[EXERCISE MATERIAL start]
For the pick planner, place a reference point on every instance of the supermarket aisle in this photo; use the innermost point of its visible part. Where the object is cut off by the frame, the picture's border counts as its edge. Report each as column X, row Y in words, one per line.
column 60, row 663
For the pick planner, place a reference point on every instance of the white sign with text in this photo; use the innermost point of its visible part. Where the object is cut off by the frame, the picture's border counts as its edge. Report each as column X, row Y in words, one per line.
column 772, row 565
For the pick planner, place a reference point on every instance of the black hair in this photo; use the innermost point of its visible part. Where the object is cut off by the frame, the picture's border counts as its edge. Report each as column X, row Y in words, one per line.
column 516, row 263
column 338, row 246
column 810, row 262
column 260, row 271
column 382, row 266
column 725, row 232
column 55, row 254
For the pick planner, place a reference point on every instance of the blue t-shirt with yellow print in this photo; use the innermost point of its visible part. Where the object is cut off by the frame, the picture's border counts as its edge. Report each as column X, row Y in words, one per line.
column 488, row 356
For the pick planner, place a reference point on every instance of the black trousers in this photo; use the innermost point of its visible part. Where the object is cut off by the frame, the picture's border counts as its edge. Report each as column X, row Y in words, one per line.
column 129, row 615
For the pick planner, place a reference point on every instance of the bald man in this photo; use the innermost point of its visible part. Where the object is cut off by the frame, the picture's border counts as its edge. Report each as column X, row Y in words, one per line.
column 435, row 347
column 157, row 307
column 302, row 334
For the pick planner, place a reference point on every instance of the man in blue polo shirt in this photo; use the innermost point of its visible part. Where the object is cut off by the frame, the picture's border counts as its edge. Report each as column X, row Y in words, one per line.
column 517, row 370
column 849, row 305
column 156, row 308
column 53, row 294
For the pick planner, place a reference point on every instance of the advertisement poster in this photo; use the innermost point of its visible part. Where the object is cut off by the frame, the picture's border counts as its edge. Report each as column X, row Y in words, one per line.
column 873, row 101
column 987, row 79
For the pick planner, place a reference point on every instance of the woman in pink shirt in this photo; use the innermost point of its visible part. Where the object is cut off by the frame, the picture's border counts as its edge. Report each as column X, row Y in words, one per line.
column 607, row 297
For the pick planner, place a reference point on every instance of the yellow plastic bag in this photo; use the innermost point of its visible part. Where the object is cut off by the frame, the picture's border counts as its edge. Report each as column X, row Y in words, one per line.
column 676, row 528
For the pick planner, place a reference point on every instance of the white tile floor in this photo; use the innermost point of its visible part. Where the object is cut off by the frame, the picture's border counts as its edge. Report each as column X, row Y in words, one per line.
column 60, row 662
[EXERCISE MATERIAL end]
OBJECTIVE: From the records above, copy out word for word the part that opens with the line containing "man in blue" and closes with the line containing "column 53, row 294", both of those lines included.

EXERCISE ANSWER:
For the pick planner, place a reference point on every instance of the man in blue polo shirt in this photo; use the innermost point of its visible part. Where the object is cut off by the frame, the picture's border counts as its edge. Report each as column X, row Y in words, one per line.
column 517, row 370
column 849, row 305
column 156, row 308
column 53, row 294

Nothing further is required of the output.